-- Sayfa Alıntısı --
□ □ □
Sınav Sahasında Geçer Not Almak

Sınav Sahasında Geçer Not Almak

Bugün benim için önemli bir gündü.  Hazırlandım, bir şeyler atıştırdım, yanıma alacaklarımı kontrol ettim. Derin bir nefes alıp yola çıktım.  Nasıl bir yol oldu, bu yol nereye çıkıyordu? Sormadan etmeden…

Ve daha öncekiler gibi her basamakta, her süreçte atlamam gereken bir yer, bir eşik vardı.

Yarım saat kadar sonra kendimi sınava giriş yapacağım okulun önünde buldum. Biraz evvel ev halkı duaları ve beklentileriyle buraya doğru uğurladılar beni ve benim gibi milyonlarcasını… 

Kalabalık bir ortamdı, büyük çoğunluk telaşlı, kaygılı, stresliydi. Bir kısmı da onu neyin beklediğini bilmediği için olabildiğince rahattı.  Saat 9.30'u gösterdiğinde sırayla içeri alındık. Bir takım kontrollerden geçtik. Sınav salonu ile karşı karşıya geldim. O kapıdan geçince başlayacaktı her şey ya da bir yıl daha devam edecek bir döngüye doğru sürüklenecektim.  Ya da kim bilir hayat başka ne tercihler çıkaracaktı önüme…

Gözetmen uzun süre ayakta dikildiğimi fark ederek yanıma geldi. Kimliğimi, evraklarımı kontrol etti ve sıramı gösterdi. Geçtim oturdum.  Sıra çok rahatsızdı ya da stresten öyle hissediyordum.

İnsana o yük teklif edilmemişti oysa...

İnsan nasıl kendi kendine engeller koyuyormuş meğer nasıl da yükleniyor kendine... 

Oysa ona o yük teklif edilmedi bile.  

Sırtına mı çok güveniyor dersiniz?  

Neden merhametsiz olur ki kendine? 

Hep başkaları zalimdi ona göre. 

Kendine ettiği zulmü hiç düşünmedi bile...

Sırada sadece bir kalem, bir silgi vardı. "Bu mu yani?" dedim. 

  • Bütün ders çalışmalarım, 
  • Bedelim,
  • Alın terim, 
  • Ağlamam, 
  • Sevinçlerim bir kaleme mi sığacaktı?
□ □ □
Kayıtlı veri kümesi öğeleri
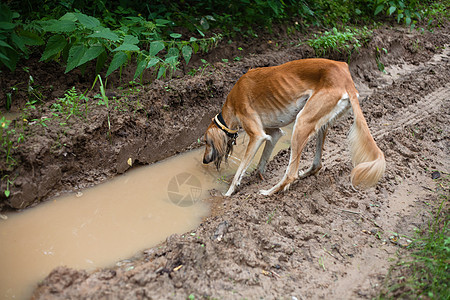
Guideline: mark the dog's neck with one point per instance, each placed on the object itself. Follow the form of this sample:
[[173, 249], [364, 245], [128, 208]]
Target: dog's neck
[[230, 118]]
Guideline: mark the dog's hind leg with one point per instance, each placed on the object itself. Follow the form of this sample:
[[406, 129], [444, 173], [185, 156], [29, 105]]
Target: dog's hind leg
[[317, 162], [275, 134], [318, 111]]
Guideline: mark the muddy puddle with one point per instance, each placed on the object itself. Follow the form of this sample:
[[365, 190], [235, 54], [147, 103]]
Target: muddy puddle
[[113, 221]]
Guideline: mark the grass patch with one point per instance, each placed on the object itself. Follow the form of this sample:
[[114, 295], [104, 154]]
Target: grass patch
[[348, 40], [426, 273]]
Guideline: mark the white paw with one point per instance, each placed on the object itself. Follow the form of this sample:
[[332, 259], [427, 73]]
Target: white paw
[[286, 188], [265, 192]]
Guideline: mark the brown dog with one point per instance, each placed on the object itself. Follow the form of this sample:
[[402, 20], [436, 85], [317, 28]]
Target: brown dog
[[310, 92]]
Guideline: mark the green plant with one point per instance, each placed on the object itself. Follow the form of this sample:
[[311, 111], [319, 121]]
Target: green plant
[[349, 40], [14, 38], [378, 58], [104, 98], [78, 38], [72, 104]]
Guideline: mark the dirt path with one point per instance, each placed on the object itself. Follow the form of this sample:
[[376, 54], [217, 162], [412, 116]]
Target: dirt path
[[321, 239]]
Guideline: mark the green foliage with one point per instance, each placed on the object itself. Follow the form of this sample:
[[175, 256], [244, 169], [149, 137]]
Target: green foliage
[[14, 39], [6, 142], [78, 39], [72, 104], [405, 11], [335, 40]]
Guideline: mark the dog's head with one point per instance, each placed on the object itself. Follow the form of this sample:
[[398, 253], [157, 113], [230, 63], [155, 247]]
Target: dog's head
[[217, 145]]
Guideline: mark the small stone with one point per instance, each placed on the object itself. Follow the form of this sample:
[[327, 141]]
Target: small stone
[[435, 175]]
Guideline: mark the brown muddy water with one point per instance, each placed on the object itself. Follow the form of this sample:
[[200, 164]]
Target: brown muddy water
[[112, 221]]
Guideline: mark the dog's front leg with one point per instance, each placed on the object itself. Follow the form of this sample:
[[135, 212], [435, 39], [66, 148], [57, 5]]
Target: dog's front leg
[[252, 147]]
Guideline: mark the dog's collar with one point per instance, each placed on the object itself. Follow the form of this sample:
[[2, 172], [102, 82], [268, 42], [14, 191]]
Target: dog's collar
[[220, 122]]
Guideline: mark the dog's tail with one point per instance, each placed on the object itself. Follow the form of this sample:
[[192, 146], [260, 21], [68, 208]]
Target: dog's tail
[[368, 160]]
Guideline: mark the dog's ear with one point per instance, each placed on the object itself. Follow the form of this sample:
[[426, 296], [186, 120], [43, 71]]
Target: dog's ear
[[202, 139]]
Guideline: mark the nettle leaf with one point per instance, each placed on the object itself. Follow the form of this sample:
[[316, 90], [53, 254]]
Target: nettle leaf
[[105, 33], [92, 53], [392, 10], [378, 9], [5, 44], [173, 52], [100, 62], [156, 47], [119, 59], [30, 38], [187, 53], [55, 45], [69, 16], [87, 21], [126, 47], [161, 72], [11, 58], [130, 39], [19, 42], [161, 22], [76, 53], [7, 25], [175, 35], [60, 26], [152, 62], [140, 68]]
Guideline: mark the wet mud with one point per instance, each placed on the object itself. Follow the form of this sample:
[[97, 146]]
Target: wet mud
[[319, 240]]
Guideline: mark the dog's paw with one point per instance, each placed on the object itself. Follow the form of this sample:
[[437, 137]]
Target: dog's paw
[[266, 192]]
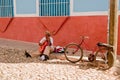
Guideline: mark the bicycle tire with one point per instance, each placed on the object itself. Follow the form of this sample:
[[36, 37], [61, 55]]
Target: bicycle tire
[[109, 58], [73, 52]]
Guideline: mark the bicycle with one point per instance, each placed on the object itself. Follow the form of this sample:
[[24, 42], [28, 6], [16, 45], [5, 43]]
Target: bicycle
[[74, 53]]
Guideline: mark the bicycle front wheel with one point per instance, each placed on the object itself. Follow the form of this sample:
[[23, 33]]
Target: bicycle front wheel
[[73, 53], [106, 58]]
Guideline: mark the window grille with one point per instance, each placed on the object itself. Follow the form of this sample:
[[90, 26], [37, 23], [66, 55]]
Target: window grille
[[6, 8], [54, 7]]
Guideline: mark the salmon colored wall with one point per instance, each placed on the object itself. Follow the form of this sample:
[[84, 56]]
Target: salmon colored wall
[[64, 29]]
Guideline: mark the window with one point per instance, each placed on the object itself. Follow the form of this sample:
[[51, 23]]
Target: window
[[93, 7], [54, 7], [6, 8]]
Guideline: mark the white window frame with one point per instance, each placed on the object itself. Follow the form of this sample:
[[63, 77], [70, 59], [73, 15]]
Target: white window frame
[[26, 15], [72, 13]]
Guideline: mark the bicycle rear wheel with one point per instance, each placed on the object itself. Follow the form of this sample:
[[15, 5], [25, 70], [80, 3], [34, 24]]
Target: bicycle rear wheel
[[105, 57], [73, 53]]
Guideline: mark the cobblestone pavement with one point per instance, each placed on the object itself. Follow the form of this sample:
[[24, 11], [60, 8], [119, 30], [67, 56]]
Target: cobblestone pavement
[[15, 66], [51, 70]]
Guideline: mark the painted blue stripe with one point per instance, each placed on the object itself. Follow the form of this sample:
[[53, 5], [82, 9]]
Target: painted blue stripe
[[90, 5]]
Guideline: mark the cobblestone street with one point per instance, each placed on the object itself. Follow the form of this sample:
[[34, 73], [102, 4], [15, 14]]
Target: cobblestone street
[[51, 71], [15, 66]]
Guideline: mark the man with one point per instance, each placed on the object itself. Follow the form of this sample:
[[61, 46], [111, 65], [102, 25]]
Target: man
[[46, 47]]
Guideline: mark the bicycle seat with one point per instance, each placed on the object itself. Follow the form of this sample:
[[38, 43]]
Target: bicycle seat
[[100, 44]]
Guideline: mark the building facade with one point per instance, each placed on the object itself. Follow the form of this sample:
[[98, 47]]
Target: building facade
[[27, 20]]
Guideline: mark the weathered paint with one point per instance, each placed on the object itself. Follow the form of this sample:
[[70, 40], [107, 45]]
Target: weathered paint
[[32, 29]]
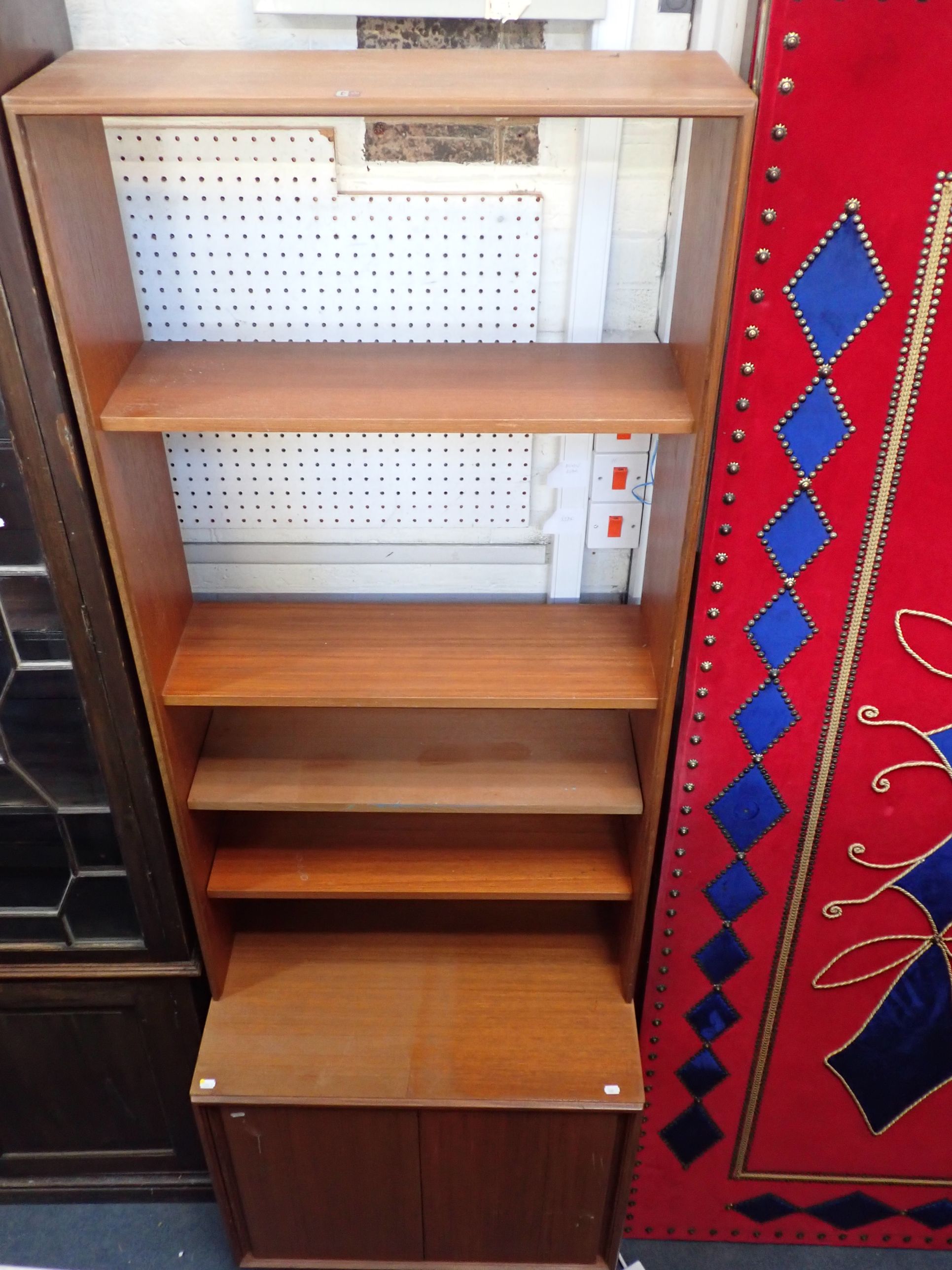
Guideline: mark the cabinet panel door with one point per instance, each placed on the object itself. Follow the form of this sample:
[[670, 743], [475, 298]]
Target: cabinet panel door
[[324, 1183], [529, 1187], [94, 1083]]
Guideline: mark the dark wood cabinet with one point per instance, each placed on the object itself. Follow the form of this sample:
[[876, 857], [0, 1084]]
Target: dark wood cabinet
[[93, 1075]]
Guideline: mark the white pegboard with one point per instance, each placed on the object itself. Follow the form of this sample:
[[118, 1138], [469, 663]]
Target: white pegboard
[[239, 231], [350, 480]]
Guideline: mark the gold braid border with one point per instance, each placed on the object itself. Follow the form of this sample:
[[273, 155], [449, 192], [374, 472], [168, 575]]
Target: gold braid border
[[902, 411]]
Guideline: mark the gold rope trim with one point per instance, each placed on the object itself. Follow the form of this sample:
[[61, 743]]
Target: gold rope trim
□ □ □
-- Yapılacak İşler --
A – Sınav günü yazısında "Kalabalık bir ortamdı, büyük" sözlerini içeren ifadeyle açılıp "çok güveniyor dersiniz?" ile kapanan bölümü harfiyen alıntılayın.
B – Sınav günü yazısına göre aşağıdaki soruları yanıtlayın:
(i) Saat kaçı gösterdiğinde sırayla içeri alındılar?
(ii) Gözetmen yazarın nelerini kontrol etti?
(iii) Sırada hangi iki şey vardı?
C – Sınav günü yazısını son cümlesinden sonra devam ettirin.

-- Görev Sonuçları --
A –
Kalabalık bir ortamdı, büyük çoğunluk telaşlı, kaygılı, stresliydi. Bir kısmı da onu neyin beklediğini bilmediği için olabildiğince rahattı.  Saat 9.30'u gösterdiğinde sırayla içeri alındık. Bir takım kontrollerden geçtik. Sınav salonu ile karşı karşıya geldim. O kapıdan geçince başlayacaktı her şey ya da bir yıl daha devam edecek bir döngüye doğru sürüklenecektim.  Ya da kim bilir hayat başka ne tercihler çıkaracaktı önüme…

Gözetmen uzun süre ayakta dikildiğimi fark ederek yanıma geldi. Kimliğimi, evraklarımı kontrol etti ve sıramı gösterdi. Geçtim oturdum.  Sıra çok rahatsızdı ya da stresten öyle hissediyordum.

İnsana o yük teklif edilmemişti oysa...

İnsan nasıl kendi kendine engeller koyuyormuş meğer nasıl da yükleniyor kendine... 

Oysa ona o yük teklif edilmedi bile.  

Sırtına mı çok güveniyor dersiniz?

B –
(i) 9.30'u
(ii) Kimliğini ve evraklarını
(iii) Bir kalem ve bir silgi

C –
Ah insan...

Hala daha fazlasını istiyordu insan, daha azı ile başaramadığını daha fazlasıyla zorluyordu. Oysa bir kalem yetmez miydi o soruyu çözmeye? Bir silgi yetmez miydi yanlışı silmeye? Sorunu anlamak çözümünü bulmaya yeterdi belki de…

Silgi ve kalem düşmüştü benim payıma.  Biri yazar, biri siler...

Nasıl silecektim ki yaptığım hataları? Daha önce milyonlarca kez yanlış cevap vermişken… Nasıl doğru cevabı verecektim ki hayatta bu kadar çeldirici varken?  Her şık birbirinden zordu tıpkı hayat gibi…  

O mu bu mu? 

Onu mu seçsem bunu mu?

Ya diğeri ise? Ama bu da olabilir. 

Peki, şimdi nasıl eleyeceğim?

İnsan göremez gerçeği çeldiriciler varken. İnsan göremez gerçeği önünde;

  • Egosu, 
  • Zanları,
  • Beklentileri,
  • Hazları varken.  

Oysa bilen nasıl da yapıyor o soruyu saniyede? Tabi bir de süre var işin içinde. 

Pirincin içinden taşları ayıklamak gerek ama verilen sürede yapabilmek gerek.  

Yolun karşısına geçmek gerek ancak verilen sürede geçmek gerek.  

  • İş yerine yetişmem, 
  • Eve yetişmem, 
  • Çocuklara yetişmem, 
  • Düğüne yetişmem, 
  • Pazara yetişmem, 
  • Sınava yetişmem gerek.  
  • Aslında hayata yetişmem gerek. 

Peki nasıl olacak tüm bunlar, zaman benim aleyhimde mi işliyor yoksa?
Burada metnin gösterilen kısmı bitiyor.